__Kutipan Halaman__
Yang menarik dalam dokumen tersebut disebutkan bahwa kelompok wahhabi [salafi] ditempatkan sebagai salah satu bahaya potensial yang mengancam negara.
Apalagi wahhabi dipandang sebagai sebuah pohon besar yang melahirkan banyak pohon-pohon turunan yang dipandang berbahaya.
Hanya saja karena mereka sekarang berada di luar sistem–karena mengharamkan demokrasi–maka untuk sementara ini mereka tak akan digebuk. Mereka cukup diawasi secara ketat. Tetapi akan tiba waktunya mereka akan digebuk setelah kelompok yang sudah masuk sistem selesai digebuk dan dibereskan.
Jadi, kalau sekarang mereka membela dan memberikan loyalitas kepada wali asing dan aseng tetapi tidak akan merubah persepsi komunitas intelegen tentang mereka.

__Soal 1__
Tampilkan setiap baris dalam entri yang memuat kata "wheel".

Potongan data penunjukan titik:
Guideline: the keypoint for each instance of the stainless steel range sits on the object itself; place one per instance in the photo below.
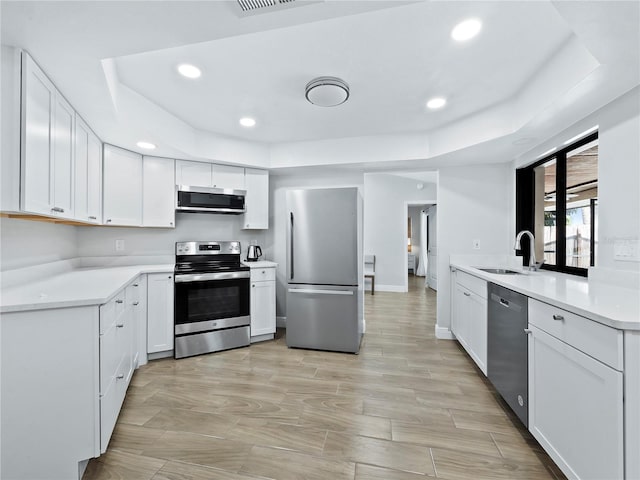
(211, 298)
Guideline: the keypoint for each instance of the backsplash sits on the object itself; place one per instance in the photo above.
(101, 241)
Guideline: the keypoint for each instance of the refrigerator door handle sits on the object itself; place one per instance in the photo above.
(321, 292)
(291, 243)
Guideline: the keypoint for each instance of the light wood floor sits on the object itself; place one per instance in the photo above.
(408, 406)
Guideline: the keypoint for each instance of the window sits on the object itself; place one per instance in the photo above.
(557, 199)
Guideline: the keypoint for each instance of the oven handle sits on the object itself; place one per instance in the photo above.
(201, 277)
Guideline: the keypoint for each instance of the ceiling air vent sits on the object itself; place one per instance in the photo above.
(263, 6)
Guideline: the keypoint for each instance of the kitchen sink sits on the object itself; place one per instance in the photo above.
(499, 271)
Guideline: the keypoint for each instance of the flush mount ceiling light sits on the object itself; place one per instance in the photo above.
(466, 30)
(436, 103)
(327, 91)
(247, 122)
(189, 71)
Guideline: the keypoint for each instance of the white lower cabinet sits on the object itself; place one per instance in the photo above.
(575, 408)
(263, 303)
(159, 312)
(469, 316)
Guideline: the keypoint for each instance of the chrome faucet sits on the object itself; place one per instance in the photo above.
(533, 265)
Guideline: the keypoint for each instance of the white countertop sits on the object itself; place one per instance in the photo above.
(74, 288)
(611, 305)
(260, 264)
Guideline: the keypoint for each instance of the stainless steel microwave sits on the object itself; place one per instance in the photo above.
(210, 200)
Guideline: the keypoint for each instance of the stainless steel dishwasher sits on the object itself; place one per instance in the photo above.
(507, 361)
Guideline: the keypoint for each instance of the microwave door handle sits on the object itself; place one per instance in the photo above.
(291, 243)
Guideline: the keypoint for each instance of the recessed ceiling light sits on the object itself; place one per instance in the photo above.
(466, 30)
(247, 122)
(189, 71)
(437, 102)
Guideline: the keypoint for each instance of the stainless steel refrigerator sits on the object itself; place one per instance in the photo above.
(325, 308)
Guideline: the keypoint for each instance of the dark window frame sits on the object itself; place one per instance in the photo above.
(525, 206)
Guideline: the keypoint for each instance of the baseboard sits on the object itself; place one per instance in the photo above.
(444, 333)
(391, 288)
(158, 355)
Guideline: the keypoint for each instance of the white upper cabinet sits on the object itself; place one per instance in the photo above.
(224, 176)
(194, 174)
(38, 104)
(88, 174)
(257, 199)
(122, 201)
(63, 146)
(158, 191)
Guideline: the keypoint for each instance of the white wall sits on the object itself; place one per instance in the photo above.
(474, 202)
(414, 214)
(275, 247)
(98, 242)
(24, 243)
(385, 224)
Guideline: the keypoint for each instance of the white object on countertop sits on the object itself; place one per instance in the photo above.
(260, 264)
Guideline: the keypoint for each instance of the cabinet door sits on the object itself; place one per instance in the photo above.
(38, 104)
(158, 192)
(257, 199)
(263, 308)
(122, 187)
(159, 312)
(194, 174)
(81, 184)
(63, 146)
(94, 178)
(478, 330)
(575, 408)
(224, 176)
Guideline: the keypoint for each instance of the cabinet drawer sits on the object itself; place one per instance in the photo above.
(263, 274)
(596, 340)
(474, 284)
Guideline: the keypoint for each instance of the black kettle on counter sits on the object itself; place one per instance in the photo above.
(254, 253)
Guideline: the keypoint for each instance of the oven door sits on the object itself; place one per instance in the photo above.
(211, 301)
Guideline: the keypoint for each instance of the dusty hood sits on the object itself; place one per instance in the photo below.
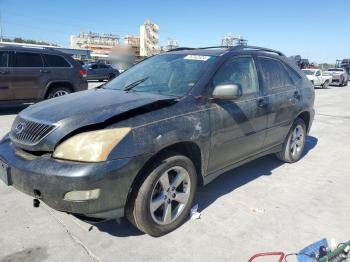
(69, 113)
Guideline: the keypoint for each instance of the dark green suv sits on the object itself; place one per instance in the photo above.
(141, 144)
(33, 74)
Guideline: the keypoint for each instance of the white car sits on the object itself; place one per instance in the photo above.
(339, 76)
(318, 78)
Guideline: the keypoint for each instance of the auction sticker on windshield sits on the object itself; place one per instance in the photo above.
(197, 57)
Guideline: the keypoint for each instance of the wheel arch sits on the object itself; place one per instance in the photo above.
(187, 148)
(306, 117)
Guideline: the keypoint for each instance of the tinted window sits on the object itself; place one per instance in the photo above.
(28, 60)
(238, 71)
(55, 61)
(3, 59)
(274, 73)
(294, 75)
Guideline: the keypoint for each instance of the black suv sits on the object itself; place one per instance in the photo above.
(141, 144)
(32, 74)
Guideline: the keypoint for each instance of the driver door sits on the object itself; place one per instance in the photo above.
(5, 79)
(239, 126)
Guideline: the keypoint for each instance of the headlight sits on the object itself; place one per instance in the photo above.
(93, 146)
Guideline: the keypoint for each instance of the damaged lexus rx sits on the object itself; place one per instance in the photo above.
(139, 145)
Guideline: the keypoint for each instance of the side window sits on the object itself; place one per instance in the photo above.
(28, 60)
(241, 71)
(55, 61)
(274, 73)
(294, 75)
(4, 59)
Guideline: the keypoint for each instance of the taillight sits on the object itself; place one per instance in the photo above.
(82, 72)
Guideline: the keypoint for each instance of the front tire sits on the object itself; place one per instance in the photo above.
(294, 143)
(164, 198)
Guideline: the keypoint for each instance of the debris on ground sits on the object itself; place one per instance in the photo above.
(194, 212)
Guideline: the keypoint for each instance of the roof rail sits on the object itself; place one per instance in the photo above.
(242, 47)
(196, 48)
(181, 48)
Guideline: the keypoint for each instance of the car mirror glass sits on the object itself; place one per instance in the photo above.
(227, 91)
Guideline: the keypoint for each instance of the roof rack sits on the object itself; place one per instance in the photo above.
(232, 48)
(243, 47)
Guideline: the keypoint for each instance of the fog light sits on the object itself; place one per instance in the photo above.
(82, 195)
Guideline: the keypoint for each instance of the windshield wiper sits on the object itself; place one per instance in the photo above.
(134, 84)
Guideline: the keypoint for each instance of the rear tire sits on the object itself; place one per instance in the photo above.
(294, 143)
(57, 92)
(325, 84)
(163, 199)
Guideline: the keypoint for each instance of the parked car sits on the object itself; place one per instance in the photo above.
(317, 78)
(34, 74)
(100, 71)
(141, 144)
(339, 76)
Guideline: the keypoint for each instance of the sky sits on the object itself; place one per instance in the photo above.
(313, 29)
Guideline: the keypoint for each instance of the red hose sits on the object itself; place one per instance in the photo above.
(281, 254)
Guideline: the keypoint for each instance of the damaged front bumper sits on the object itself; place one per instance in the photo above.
(50, 180)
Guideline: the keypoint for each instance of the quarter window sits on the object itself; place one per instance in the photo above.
(28, 60)
(274, 74)
(239, 71)
(55, 61)
(3, 59)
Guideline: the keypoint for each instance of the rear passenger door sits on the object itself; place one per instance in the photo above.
(238, 126)
(5, 81)
(26, 77)
(281, 92)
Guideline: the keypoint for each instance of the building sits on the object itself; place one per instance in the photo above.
(133, 42)
(149, 39)
(170, 45)
(99, 44)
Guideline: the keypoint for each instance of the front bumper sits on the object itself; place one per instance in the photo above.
(53, 179)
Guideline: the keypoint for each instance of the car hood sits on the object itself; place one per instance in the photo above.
(69, 113)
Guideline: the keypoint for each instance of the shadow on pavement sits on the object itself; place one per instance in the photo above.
(207, 195)
(12, 109)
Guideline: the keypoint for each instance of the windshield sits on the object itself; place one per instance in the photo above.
(169, 74)
(309, 72)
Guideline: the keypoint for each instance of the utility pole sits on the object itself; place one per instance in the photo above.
(1, 37)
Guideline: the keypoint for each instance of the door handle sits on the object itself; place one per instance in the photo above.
(262, 102)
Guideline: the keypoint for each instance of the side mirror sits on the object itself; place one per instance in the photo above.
(227, 91)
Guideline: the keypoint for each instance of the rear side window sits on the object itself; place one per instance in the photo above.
(240, 71)
(28, 60)
(294, 75)
(55, 61)
(274, 73)
(3, 59)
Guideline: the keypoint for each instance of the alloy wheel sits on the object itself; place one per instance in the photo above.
(170, 195)
(297, 141)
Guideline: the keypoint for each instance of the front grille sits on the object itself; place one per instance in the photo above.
(29, 132)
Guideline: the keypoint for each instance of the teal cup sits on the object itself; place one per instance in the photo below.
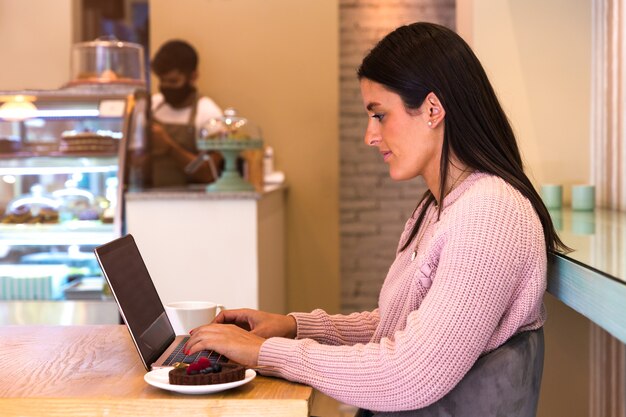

__Soal 2__
Lanjutkan tulisan tentang kelompok wahhabi mulai setelah kalimat terakhir yang tertera.

__Hasil Latihan 1__
Guideline: the keypoint for each instance of the wheel arch sits on the object itself; place one per instance in the photo above.
Guideline: the keypoint for each instance of the alloy wheel sits on the object itself; place one per instance in the photo above.

__Hasil Latihan 2__
Apalagi profesor intelegen dalam bukunya tentang terorisme jelas-jelas menyebut paham wahhabi sebagai paham yang melahirkan gerakan radikalisme dan terorisme.
Karena itu jangan salah dalam menempatkan kawan dan lawan dalam suasana baidhatul Islam (asal keberadaan Islam) menjadi target bersama semua kekuatan jahat yang benci dan berkeinginan kuat untuk memadamkan cahaya Allah Ta’ala tersebut.
Bila hari ini mereka membantu penguasa dalam memerangi paham radikal–secara eksplisit mereka menyebut Al-Ikhwaan Al-Muslimin dalam sebagian kitab-kitab, website-website, dan kaset-kaset ceramah syaikh rujukan mereka, maka setelah musuh yang sudah masuk dalam sistem itu dapat dibereskan berikutnya adalah mereka sendiri yang akan diterkam dan dimakan induk semangnya.
Sedang gerakan lokal dan regional yang dikatagorikan sebagai ancaman tak lain adalah Front Pembela Islam. Dari sini kita tahu mengapa FPI dibully dan terus disudutkan serta berusaha dibubarkan dan ditindak.
Dalam kondisi baidhatul Islam menjadi target dan tujuan maka sudah sepatutnya mencontoh sikap Syaikhul Islam Ibnu Taimiyyah rahimahullah ketika menghadapi bangsa Tartar yang bermaksud menyerbu Kota Damaskus.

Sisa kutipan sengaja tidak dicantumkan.